The answer must be an exact copy of the entries that follow, with all images removed.

Collected data:
····················

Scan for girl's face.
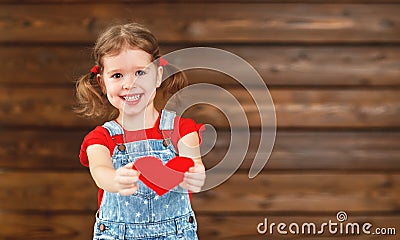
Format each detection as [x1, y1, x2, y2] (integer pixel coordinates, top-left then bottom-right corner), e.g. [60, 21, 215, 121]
[99, 47, 162, 118]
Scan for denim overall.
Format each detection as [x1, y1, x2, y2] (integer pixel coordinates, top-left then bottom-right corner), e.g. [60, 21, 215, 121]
[93, 110, 198, 240]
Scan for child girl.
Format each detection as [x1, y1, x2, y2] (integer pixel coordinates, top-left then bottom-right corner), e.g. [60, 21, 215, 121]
[75, 23, 205, 240]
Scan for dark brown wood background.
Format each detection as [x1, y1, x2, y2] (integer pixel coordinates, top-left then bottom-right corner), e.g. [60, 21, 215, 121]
[0, 1, 399, 239]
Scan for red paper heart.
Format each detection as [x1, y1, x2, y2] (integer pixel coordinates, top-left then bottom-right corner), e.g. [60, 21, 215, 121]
[132, 156, 194, 196]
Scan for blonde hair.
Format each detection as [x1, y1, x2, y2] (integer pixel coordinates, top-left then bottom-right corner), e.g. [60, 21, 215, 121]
[75, 23, 187, 120]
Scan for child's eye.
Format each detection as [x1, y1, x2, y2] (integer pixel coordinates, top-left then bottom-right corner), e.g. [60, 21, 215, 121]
[111, 73, 123, 79]
[135, 70, 146, 77]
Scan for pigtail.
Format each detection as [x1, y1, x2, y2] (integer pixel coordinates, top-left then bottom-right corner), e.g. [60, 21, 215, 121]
[74, 71, 118, 120]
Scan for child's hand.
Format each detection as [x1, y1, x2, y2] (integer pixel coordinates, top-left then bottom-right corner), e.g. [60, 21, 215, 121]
[114, 163, 140, 196]
[180, 163, 206, 193]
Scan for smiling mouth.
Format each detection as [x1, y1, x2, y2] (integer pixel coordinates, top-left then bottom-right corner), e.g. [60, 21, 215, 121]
[121, 94, 143, 103]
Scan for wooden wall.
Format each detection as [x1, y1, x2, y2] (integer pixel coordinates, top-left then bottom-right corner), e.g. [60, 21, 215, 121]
[1, 1, 399, 239]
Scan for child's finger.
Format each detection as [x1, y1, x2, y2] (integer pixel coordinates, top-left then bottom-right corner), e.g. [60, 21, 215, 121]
[184, 170, 205, 180]
[184, 175, 204, 185]
[124, 162, 138, 173]
[125, 162, 134, 168]
[184, 179, 205, 190]
[188, 163, 205, 173]
[180, 181, 201, 193]
[118, 165, 140, 177]
[118, 185, 138, 196]
[183, 172, 205, 190]
[118, 175, 139, 184]
[183, 181, 202, 193]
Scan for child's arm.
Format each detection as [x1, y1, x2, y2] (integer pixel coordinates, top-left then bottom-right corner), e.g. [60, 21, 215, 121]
[178, 132, 206, 193]
[87, 144, 140, 196]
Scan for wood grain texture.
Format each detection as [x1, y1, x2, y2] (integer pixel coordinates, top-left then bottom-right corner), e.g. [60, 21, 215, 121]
[0, 130, 86, 170]
[1, 4, 399, 43]
[0, 213, 398, 240]
[0, 0, 400, 240]
[1, 172, 399, 212]
[195, 173, 400, 213]
[0, 87, 101, 128]
[1, 130, 399, 171]
[0, 1, 399, 240]
[0, 213, 94, 240]
[2, 45, 400, 87]
[1, 87, 399, 128]
[203, 130, 400, 171]
[2, 0, 400, 3]
[187, 45, 400, 87]
[0, 172, 98, 211]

····················

OUTPUT:
Scan for girl's face.
Format each detection as [x1, y1, x2, y2] (integer pixel coordinates, top-left then bottom-right corner), e.g. [60, 21, 215, 121]
[99, 47, 162, 118]
Scan for denim overall.
Format each detection as [x1, y1, x2, y2] (integer pixel coordinates, top-left then bottom-right corner), e.g. [60, 21, 215, 121]
[93, 110, 198, 240]
Scan for child girl.
Format each detection as [x1, y1, x2, y2] (integer pixel coordinates, top-left then bottom-right corner), e.g. [60, 21, 215, 121]
[75, 23, 205, 240]
Scan for dark brown wood background.
Format each detection as [x1, y1, x2, y2] (integer pixel coordinates, top-left then bottom-right corner), e.g. [60, 21, 215, 121]
[0, 1, 399, 239]
Scan for red paper heart.
Format each detection as [x1, y1, x2, y2] (integer pixel coordinates, top-left then bottom-right corner), e.g. [60, 21, 215, 121]
[132, 156, 194, 196]
Scan for blonde hair.
Format each detection as [x1, y1, x2, y2] (integer pixel coordinates, top-left then bottom-right corner), e.g. [60, 21, 215, 121]
[75, 23, 187, 120]
Scan for child's eye.
Format each detection as [x1, y1, x2, y2] (integer pixel coordinates, top-left then bottom-right corner), e.g. [60, 21, 215, 121]
[111, 73, 123, 79]
[135, 70, 146, 77]
Scan for pigtail.
Format each detection as [x1, y1, x2, y2] (integer pixel coordinates, top-left then bottom-right corner), e.g. [60, 21, 215, 121]
[74, 71, 118, 120]
Scan for child's hand.
Format each detection as [x1, y1, x2, y2] (integer pixel coordinates, top-left then bottom-right corner), e.g. [60, 21, 215, 121]
[114, 163, 140, 196]
[180, 163, 206, 193]
Scan for smiling mouth.
Format each detection as [x1, y1, x2, y2] (integer pixel coordinates, top-left then bottom-right corner), e.g. [60, 21, 215, 121]
[121, 94, 143, 103]
Scan for wooden wall.
Format each detection as [x1, y1, x2, y2] (integer pixel coordinates, top-left then bottom-right corner), e.g. [60, 21, 215, 121]
[1, 1, 399, 239]
Scan for child's finger.
Format each detection as [x1, y1, x2, y2] (integer pixel coordinates, top-left then bottom-right corner), e.g. [60, 21, 215, 121]
[184, 170, 205, 180]
[184, 175, 204, 185]
[124, 162, 138, 173]
[125, 162, 134, 168]
[184, 179, 205, 190]
[188, 163, 205, 173]
[180, 181, 201, 193]
[118, 165, 140, 177]
[118, 185, 138, 196]
[183, 172, 205, 190]
[118, 175, 139, 184]
[183, 181, 202, 193]
Scan for child's arm.
Format each detection as [x1, y1, x2, y2] (integer pixel coordinates, top-left then bottom-right corner), e.g. [60, 21, 215, 121]
[178, 132, 206, 193]
[87, 144, 140, 196]
Scan for wood grain texture.
Format each detection as [x1, y1, x2, y2] (integer pixel coordinates, top-left then bottom-right corner), e.g. [60, 21, 215, 121]
[0, 130, 86, 170]
[1, 4, 399, 43]
[0, 213, 398, 240]
[0, 0, 400, 240]
[1, 172, 399, 212]
[195, 173, 400, 213]
[0, 87, 101, 128]
[1, 130, 399, 171]
[0, 1, 399, 240]
[0, 213, 94, 240]
[2, 45, 400, 87]
[1, 87, 399, 128]
[203, 130, 400, 171]
[2, 0, 400, 3]
[187, 45, 400, 87]
[0, 172, 98, 211]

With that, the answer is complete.